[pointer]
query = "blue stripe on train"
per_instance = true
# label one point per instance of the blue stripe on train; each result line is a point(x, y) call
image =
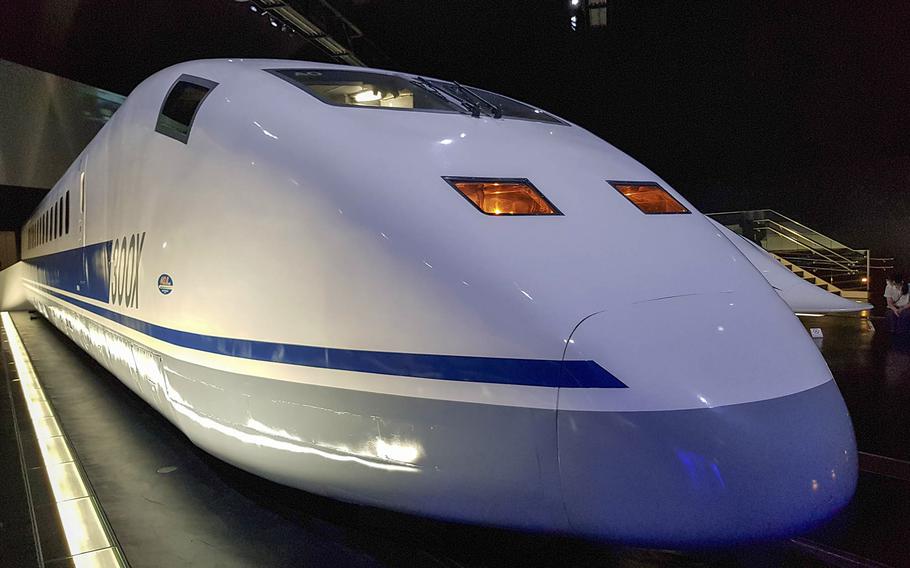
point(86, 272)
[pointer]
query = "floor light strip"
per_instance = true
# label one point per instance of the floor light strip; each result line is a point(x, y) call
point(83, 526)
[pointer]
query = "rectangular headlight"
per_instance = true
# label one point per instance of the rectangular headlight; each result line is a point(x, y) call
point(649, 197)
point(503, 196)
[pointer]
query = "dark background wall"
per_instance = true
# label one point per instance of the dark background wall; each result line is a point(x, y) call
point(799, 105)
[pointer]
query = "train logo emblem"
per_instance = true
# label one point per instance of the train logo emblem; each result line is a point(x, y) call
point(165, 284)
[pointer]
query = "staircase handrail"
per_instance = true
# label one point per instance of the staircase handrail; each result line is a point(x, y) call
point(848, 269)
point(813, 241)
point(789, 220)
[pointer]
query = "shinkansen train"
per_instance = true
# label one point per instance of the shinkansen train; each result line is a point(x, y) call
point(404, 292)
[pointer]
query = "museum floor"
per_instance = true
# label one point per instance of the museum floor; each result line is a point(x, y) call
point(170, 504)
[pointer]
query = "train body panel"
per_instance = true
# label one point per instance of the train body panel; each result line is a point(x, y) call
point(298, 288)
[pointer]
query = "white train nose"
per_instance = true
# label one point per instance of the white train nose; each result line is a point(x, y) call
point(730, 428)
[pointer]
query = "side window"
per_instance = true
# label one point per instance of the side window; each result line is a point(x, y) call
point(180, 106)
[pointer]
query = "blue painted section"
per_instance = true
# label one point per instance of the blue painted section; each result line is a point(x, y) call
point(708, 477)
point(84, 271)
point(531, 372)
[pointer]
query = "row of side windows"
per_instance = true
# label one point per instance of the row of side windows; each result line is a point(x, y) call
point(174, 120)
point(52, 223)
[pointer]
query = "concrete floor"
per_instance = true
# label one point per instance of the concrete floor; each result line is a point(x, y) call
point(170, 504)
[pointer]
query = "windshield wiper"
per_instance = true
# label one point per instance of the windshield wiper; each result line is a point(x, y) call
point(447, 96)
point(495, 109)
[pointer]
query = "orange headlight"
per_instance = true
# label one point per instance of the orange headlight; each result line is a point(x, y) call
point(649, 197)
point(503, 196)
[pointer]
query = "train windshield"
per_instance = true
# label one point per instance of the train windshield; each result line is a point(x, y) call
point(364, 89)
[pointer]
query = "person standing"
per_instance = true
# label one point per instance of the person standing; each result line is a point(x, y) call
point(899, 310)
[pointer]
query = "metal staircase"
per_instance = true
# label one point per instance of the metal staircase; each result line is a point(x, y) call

_____

• [The problem]:
Only lines holding the word "metal" are wanted, so copy each of them from the records above.

• [Your solution]:
query = "metal staircase"
# label one point per instance of the metal staircase; each result line is a point(x, y) call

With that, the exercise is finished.